Repeat the listing in full, word for word.

### Information

━━━━━━━━━━━━━━━━

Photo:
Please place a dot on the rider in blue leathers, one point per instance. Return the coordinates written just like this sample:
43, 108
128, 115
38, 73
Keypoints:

━━━━━━━━━━━━━━━━

### Your response
Photo:
Please place a dot on the rider in blue leathers, one point per instance. Return the coordinates written just like this sample:
43, 108
128, 115
38, 73
Keypoints:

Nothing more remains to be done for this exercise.